Haz esto: Reproduce sin ningún cambio todas las líneas de los ítems que aparecen a continuación.

----- Registros de datos -----

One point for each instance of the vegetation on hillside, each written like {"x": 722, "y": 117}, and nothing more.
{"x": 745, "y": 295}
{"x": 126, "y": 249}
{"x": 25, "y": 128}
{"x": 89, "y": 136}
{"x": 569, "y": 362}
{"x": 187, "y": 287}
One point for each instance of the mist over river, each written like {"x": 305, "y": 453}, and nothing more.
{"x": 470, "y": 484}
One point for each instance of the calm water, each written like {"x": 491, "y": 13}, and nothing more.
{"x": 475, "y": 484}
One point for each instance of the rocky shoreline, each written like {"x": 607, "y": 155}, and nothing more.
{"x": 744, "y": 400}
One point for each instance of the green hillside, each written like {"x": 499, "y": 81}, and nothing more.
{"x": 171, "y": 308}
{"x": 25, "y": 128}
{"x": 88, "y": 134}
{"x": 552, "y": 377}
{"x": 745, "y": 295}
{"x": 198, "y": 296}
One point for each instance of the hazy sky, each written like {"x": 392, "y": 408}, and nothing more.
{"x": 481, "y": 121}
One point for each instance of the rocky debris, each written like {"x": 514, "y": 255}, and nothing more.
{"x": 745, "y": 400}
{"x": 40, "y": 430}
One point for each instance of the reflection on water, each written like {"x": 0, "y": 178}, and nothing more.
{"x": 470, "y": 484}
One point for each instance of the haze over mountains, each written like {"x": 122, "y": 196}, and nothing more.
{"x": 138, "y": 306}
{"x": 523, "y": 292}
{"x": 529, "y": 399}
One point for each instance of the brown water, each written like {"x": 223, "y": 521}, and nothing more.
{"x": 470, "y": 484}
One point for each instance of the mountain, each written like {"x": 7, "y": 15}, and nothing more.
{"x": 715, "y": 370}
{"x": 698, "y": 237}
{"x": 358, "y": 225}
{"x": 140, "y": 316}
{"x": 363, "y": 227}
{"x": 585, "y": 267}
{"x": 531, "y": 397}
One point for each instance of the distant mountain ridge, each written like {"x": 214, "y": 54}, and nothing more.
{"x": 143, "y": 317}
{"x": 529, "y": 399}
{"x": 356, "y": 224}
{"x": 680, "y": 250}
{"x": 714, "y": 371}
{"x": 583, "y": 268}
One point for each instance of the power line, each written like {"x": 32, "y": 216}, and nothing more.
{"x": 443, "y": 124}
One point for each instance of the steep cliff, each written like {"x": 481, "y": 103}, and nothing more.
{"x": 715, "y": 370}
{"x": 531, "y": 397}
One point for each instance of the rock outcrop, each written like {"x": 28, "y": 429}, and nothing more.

-----

Respuesta correcta:
One point for each instance of the vegetation on hillside, each written like {"x": 722, "y": 117}, and nothing more.
{"x": 745, "y": 295}
{"x": 126, "y": 249}
{"x": 25, "y": 128}
{"x": 89, "y": 136}
{"x": 569, "y": 362}
{"x": 187, "y": 287}
One point for each instance of the mist over river, each written like {"x": 305, "y": 453}, and nothing more.
{"x": 470, "y": 484}
One point for each instance of the calm water, each written like {"x": 491, "y": 13}, and nothing more.
{"x": 475, "y": 484}
One point for each instance of the rocky shoreline, each written like {"x": 607, "y": 155}, and nothing more.
{"x": 744, "y": 400}
One point for each instance of the green hillside, each written like {"x": 499, "y": 81}, and nothing more.
{"x": 171, "y": 308}
{"x": 25, "y": 128}
{"x": 88, "y": 134}
{"x": 552, "y": 377}
{"x": 745, "y": 295}
{"x": 198, "y": 296}
One point for each instance of the hazy sky, each written like {"x": 392, "y": 408}, and nothing more.
{"x": 481, "y": 121}
One point for each instance of the rocky debris, each written like {"x": 514, "y": 255}, and nothing more.
{"x": 745, "y": 400}
{"x": 40, "y": 430}
One point for each instance of the reflection on water, each written like {"x": 0, "y": 178}, and nothing more.
{"x": 470, "y": 484}
One point for each instance of the haze over mountains, each written like {"x": 122, "y": 196}, and nothing more.
{"x": 138, "y": 306}
{"x": 523, "y": 292}
{"x": 529, "y": 399}
One point for each instance of the brown water, each written like {"x": 223, "y": 521}, and nothing more.
{"x": 470, "y": 484}
One point for each instance of the mountain, each written like {"x": 7, "y": 15}, and nothing more.
{"x": 715, "y": 370}
{"x": 698, "y": 237}
{"x": 358, "y": 225}
{"x": 140, "y": 316}
{"x": 363, "y": 227}
{"x": 585, "y": 267}
{"x": 531, "y": 397}
One point for each instance of the distant mountain ridge, each written like {"x": 214, "y": 54}, and nothing more.
{"x": 143, "y": 317}
{"x": 529, "y": 399}
{"x": 356, "y": 224}
{"x": 680, "y": 250}
{"x": 714, "y": 371}
{"x": 583, "y": 268}
One point for each instance of the power line, each written like {"x": 32, "y": 216}, and nothing more.
{"x": 443, "y": 124}
One point for each instance of the steep cliff, each written like {"x": 481, "y": 103}, and nothing more.
{"x": 715, "y": 370}
{"x": 531, "y": 397}
One point for each instance of the rock outcrop, each written like {"x": 28, "y": 429}, and nothing more.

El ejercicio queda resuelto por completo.